- SHORT PROBLEM -
Find the line containing "the curved railway", then output it and every line after it through the end of the listing below, exactly as written.

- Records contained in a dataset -
>> start
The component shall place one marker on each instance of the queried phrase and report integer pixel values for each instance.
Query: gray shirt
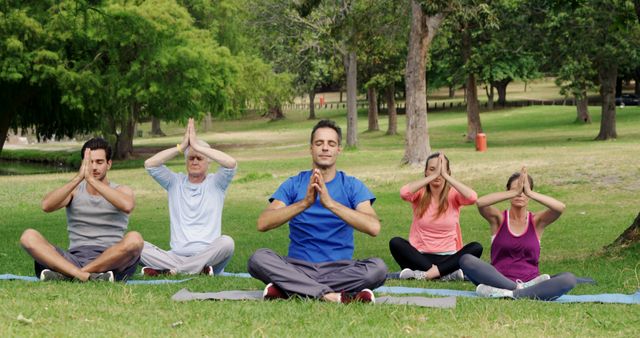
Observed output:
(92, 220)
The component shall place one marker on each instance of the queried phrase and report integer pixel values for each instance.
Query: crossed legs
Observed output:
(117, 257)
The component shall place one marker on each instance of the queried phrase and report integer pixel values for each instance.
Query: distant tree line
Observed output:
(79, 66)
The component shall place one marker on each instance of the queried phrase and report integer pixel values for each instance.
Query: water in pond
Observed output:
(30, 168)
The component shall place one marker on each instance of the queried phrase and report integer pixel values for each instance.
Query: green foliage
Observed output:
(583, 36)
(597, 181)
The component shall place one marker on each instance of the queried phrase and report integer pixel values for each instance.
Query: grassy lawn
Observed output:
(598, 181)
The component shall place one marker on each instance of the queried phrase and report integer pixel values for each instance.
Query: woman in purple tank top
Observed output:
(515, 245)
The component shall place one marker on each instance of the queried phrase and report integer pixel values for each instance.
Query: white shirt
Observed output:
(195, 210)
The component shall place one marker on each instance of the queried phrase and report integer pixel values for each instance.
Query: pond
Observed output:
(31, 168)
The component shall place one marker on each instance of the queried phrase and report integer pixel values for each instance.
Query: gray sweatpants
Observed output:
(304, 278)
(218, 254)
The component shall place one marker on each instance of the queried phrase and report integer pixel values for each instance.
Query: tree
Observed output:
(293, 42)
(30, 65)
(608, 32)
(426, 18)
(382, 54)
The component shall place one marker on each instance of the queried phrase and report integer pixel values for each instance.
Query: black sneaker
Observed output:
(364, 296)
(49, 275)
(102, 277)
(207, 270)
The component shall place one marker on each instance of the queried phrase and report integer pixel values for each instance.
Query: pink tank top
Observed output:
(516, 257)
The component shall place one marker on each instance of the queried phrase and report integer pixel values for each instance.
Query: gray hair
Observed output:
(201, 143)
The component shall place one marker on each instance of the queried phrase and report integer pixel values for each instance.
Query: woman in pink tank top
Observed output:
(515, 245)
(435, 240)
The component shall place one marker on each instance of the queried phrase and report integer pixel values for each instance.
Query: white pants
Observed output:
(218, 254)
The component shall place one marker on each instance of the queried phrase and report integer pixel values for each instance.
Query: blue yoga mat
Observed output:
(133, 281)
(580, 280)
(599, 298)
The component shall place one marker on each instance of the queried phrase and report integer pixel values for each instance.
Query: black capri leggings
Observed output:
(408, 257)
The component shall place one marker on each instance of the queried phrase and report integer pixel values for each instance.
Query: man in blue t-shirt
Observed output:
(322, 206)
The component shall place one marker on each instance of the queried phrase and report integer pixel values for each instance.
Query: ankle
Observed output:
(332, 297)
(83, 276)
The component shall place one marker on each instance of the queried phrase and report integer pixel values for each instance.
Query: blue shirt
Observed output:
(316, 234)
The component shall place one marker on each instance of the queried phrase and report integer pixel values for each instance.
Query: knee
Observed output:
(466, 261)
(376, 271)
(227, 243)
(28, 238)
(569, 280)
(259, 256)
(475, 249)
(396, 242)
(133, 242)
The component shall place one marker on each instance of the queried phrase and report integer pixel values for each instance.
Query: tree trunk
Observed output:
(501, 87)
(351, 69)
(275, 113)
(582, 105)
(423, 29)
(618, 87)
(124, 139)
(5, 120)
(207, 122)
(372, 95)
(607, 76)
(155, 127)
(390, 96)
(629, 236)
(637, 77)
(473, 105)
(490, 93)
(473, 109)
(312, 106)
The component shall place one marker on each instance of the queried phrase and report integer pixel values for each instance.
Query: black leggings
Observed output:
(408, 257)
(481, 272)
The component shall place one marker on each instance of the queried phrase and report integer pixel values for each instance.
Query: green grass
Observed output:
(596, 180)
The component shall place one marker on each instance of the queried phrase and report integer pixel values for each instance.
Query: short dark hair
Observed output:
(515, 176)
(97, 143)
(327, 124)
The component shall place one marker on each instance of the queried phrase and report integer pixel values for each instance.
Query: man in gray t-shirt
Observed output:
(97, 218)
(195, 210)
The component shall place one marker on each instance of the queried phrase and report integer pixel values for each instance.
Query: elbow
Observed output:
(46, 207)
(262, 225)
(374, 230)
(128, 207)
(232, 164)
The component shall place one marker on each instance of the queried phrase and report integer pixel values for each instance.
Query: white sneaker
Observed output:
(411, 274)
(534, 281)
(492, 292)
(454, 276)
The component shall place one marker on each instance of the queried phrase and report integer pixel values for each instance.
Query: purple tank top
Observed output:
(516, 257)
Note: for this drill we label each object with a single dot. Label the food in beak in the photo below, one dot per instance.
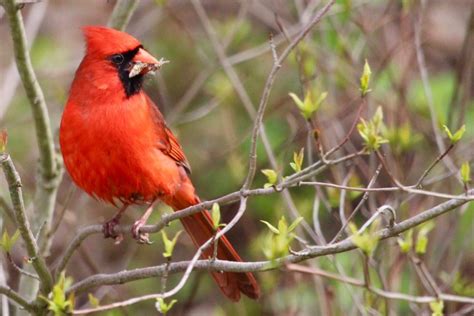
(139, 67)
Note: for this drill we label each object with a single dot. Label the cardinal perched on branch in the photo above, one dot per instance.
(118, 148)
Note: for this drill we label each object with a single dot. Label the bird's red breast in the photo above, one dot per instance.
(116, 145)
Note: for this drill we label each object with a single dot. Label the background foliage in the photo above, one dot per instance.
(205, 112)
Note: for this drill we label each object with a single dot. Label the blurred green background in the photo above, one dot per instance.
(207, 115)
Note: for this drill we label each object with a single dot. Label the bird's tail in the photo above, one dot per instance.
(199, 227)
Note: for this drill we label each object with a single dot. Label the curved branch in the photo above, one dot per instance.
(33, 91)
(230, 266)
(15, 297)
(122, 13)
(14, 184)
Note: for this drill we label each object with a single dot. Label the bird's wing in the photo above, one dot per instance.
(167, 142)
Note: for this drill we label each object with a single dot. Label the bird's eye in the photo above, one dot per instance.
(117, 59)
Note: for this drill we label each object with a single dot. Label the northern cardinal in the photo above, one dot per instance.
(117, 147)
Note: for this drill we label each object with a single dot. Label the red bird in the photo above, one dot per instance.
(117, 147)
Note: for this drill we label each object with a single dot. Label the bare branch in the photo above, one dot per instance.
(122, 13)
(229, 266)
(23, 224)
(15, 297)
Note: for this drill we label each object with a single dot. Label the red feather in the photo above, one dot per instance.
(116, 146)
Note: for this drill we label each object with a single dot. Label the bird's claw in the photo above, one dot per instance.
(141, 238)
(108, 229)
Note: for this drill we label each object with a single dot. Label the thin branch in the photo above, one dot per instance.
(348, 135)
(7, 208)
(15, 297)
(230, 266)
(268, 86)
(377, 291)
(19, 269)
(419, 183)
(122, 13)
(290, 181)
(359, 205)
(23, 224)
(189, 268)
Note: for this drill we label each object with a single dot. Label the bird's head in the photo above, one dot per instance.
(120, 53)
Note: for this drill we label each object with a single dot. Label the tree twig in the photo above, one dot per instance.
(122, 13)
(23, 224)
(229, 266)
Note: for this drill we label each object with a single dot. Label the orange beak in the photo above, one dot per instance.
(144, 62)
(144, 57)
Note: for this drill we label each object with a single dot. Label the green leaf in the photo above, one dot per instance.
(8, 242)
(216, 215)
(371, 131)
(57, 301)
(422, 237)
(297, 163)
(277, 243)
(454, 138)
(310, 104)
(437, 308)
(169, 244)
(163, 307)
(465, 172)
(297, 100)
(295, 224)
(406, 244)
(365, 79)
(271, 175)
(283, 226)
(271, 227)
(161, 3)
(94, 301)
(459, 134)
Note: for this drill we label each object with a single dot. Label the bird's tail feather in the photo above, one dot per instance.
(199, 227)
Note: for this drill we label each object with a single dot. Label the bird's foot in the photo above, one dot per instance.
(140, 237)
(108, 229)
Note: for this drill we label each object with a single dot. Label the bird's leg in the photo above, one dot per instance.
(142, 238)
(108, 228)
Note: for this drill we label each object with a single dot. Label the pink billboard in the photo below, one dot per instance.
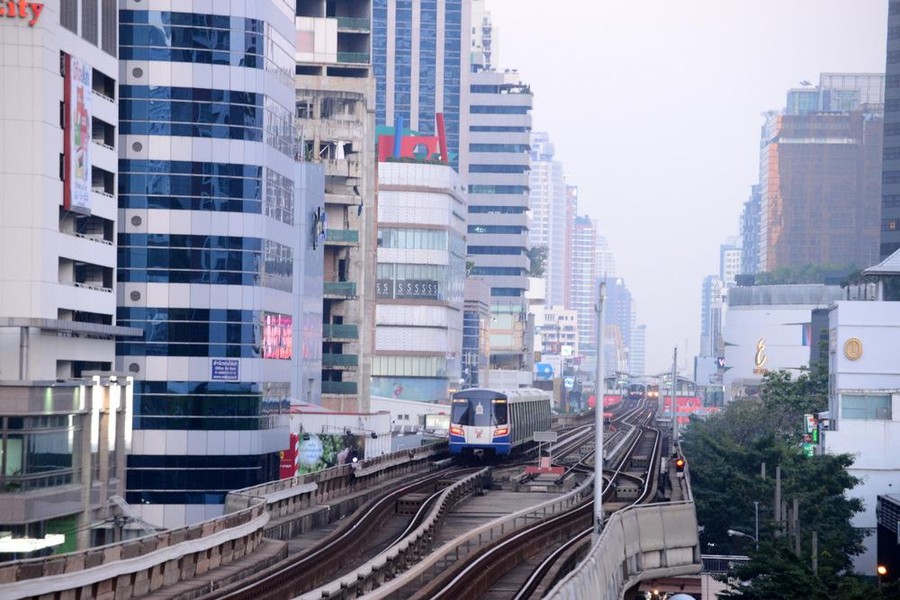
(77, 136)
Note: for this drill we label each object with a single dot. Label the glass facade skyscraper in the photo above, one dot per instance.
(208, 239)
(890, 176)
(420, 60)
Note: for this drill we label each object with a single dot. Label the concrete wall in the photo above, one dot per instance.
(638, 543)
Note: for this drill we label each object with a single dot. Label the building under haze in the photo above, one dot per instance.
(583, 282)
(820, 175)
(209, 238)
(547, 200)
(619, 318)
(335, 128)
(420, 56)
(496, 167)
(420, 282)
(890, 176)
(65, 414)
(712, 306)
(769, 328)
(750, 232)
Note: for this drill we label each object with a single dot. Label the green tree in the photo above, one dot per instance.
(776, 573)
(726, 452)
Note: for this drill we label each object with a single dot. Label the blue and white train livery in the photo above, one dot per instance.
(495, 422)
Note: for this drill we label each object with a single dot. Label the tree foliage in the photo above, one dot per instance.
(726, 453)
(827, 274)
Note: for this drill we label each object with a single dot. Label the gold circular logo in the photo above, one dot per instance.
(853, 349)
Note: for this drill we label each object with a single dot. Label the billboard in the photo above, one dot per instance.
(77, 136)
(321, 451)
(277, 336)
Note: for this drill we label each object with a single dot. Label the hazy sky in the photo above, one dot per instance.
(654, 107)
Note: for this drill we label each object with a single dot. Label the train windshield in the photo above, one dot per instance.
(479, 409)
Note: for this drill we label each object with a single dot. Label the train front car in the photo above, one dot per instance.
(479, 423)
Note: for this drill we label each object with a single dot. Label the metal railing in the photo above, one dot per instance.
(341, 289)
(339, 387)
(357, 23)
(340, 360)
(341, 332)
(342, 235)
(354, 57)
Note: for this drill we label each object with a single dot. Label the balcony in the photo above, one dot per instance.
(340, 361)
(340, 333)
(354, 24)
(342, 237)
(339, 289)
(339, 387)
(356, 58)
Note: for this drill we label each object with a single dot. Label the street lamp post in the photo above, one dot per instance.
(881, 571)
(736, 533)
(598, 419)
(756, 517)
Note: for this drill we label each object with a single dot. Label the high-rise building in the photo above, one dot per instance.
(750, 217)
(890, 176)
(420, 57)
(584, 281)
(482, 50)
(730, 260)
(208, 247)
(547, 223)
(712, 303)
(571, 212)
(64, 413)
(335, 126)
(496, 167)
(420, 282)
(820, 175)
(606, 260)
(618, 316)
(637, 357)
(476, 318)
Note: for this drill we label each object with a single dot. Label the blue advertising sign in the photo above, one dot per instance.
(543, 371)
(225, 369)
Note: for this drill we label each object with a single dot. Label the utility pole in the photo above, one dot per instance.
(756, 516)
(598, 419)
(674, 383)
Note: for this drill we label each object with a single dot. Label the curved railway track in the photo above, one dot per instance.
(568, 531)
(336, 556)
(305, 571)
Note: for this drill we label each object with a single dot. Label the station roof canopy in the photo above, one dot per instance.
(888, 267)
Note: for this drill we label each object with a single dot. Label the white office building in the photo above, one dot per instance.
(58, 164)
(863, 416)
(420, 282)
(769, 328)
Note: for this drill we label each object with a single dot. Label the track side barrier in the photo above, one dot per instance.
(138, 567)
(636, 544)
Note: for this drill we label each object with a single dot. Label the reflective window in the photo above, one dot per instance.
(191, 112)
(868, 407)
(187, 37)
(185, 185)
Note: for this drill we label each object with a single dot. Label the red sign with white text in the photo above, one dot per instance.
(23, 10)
>> end
- WORKED SOLUTION -
Note: for this drill we label each object with a single dot. Label the curved railway track in the photo above, one dot per instance.
(568, 531)
(336, 556)
(305, 571)
Note: for this drill we label each object with a single dot. Label the station roof canopy in the photo above, one dot per instance.
(888, 267)
Note: for this drill we label each object with a single dot. Label the white office building in the photo above, one dot per instance.
(58, 164)
(863, 416)
(420, 282)
(769, 328)
Note: for this drill we label each object with a single dot. Label the track side barrier in the photo above, one dot per instance.
(138, 567)
(636, 544)
Note: for this drill we label each object with a single dot. Label the reflective window in the photo above, one dot per instance.
(191, 112)
(868, 407)
(187, 37)
(185, 185)
Note: for this drill we label each object with a single dot. Label the red sign with white text in the photo above, one dot per instance.
(23, 10)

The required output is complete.